*** TEXT FOR ANALYSIS Section Begins ***

TODAY IN HISTORY
In 1773, the Boston Tea Party took place as American colonists boarded a British ship and dumped more than 300 chests of tea into Boston Harbor to protest tea taxes.
In 1905, the entertainment trade publication Variety came out with its first weekly issue.
In 1944, the World War II Battle of the Bulge began as German forces launched a surprise attack against Allied forces through the Ardennes Forest in Belgium and Luxembourg. The Allies eventually were able to turn the Germans back.
In 1950, President Harry S. Truman proclaimed a national state of emergency in order to fight “world conquest by Communist imperialism.” In 1960, a United Air Lines DC-8 and a TWA Super Constellation collided over New York City, killing 134 people. In 1976, the government halted its swine flu vaccination program following reports of paralysis apparently linked to the vaccine.
In 1982, Environmental Protection Agency head Anne M. Gorsuch became the first Cabinetlevel officer to be cited for contempt of Congress for refusing to submit documents requested by a congressional committee.

*** TEXT FOR ANALYSIS Section Ends ***
*** DATASET EXCERPT Section Begins ***

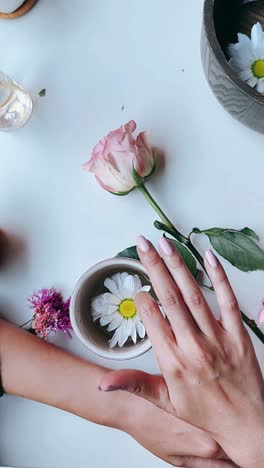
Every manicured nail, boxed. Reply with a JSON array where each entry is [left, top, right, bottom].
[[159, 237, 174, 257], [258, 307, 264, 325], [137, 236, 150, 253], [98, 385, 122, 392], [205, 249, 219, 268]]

*** DATASET EXCERPT Section Ends ***

• **TASK LIST**
**A)** In the today-in-history text, how many people died when the two airliners collided over New York City in 1960?
**B)** Drawing on the today-in-history text, explain why the government stopped its swine flu vaccination program in 1976.
**C)** Extend the today-in-history text with further entries after its 1982 item.
The material has no role in any of this.

• **ANSWERS TO THIS EXERCISE**
**A)** 134 people were killed.

**B)** The government halted the program after reports of paralysis that appeared to be linked to the vaccine.

**C)**
In 1985, at services in Fort Campbell, Kentucky, President Ronald Reagan and his wife, Nancy, offered condolences to families of 248 soldiers killed in the crash of a chartered plane in Newfoundland. In 1991, the U.N. General Assembly rescinded its 1975 resolution equating Zionism with racism by a vote of 111-25.
In 2000, President-elect George W. Bush selected Colin Powell to become the first African American secretary of state.
In 2001, after nine weeks of fighting, Afghan militia leaders claimed control of the last mountain bastion of Osama bin Laden’s al Qaida fighters, but bin Laden himself was nowhere to be seen.
In 2012, President Barack Obama visited Newtown, Connecticut, the scene of the Sandy Hook Elementary School massacre. After meeting privately with victims’ families, the president told an evening vigil he would use “whatever power” he had to prevent future shootings.